* **Trabalho pedido**
A - Transcreva do acórdão, sem alterar nada, tudo o que vai desde "Objecto:      Recurso, interposto nos" até "de que sofre.".
B - Passe para inglês esta frase do acórdão: «O recorrente suporta a totalidade das despesas.»

* **Texto fornecido**
Language of document : ECLI:EU:F:2011:194

ACÓRDÃO DO TRIBUNAL DA FUNÇÃO PÚBLICA

(Primeira Secção)

15 de Dezembro de 2011

Processo F‑30/10

Philippe de Fays

contra

Comissão Europeia

«Função pública — Funcionários — Segurança social — Seguro de acidentes e de doenças profissionais — Artigo 73.° do Estatuto — Recusa de reconhecimento da origem profissional de uma doença»

Objecto:      Recurso, interposto nos termos do artigo 270.° TFUE, aplicável ao Tratado CEEA por força do seu artigo 106.°‑A, em que P. de Fays pede, a título principal, a anulação da decisão da Comissão que recusou reconhecer a origem profissional da doença de que sofre.

Decisão:      É negado provimento ao recurso. O recorrente suporta a totalidade das despesas.

* **Material fornecido**

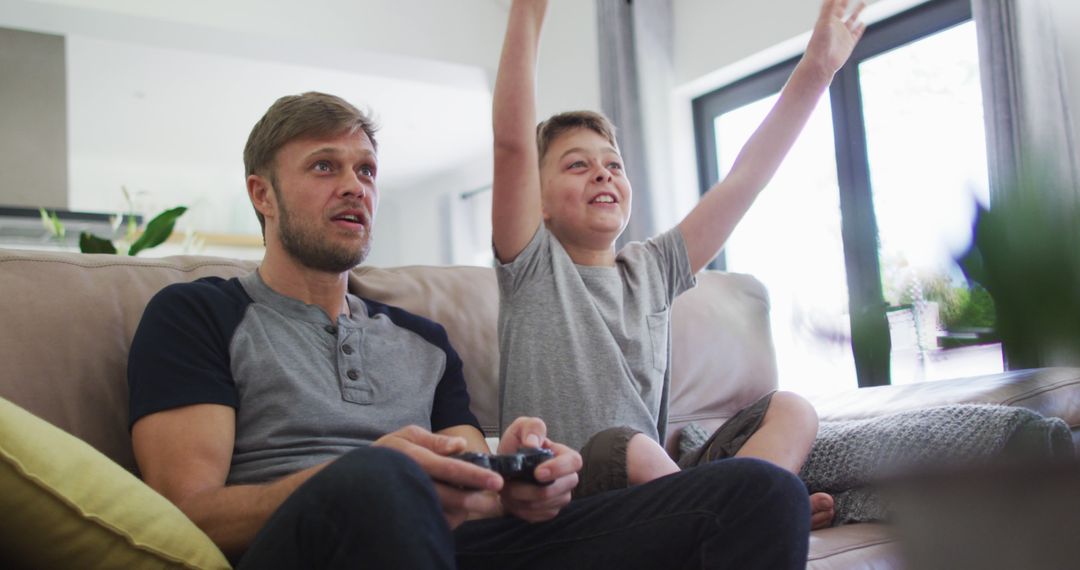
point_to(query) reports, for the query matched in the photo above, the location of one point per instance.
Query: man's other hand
==
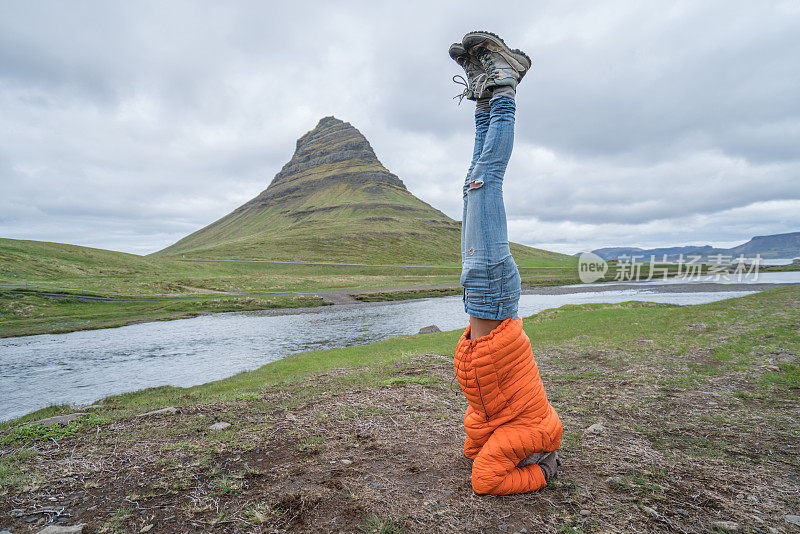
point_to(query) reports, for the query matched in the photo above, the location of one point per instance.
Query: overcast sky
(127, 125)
==
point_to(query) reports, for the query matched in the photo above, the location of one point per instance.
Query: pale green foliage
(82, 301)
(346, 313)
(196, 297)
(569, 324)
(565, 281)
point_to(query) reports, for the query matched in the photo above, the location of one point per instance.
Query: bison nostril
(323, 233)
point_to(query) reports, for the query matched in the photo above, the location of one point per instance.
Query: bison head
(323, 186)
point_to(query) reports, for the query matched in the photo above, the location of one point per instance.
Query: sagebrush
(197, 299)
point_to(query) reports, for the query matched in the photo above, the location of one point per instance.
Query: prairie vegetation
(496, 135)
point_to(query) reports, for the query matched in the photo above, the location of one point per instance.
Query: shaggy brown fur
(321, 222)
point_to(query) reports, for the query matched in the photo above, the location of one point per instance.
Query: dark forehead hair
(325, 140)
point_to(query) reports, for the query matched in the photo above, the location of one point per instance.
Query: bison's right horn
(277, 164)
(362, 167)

* **As suas respostas**
A -
Objecto:      Recurso, interposto nos termos do artigo 270.° TFUE, aplicável ao Tratado CEEA por força do seu artigo 106.°‑A, em que P. de Fays pede, a título principal, a anulação da decisão da Comissão que recusou reconhecer a origem profissional da doença de que sofre.

B - The applicant bears all the costs.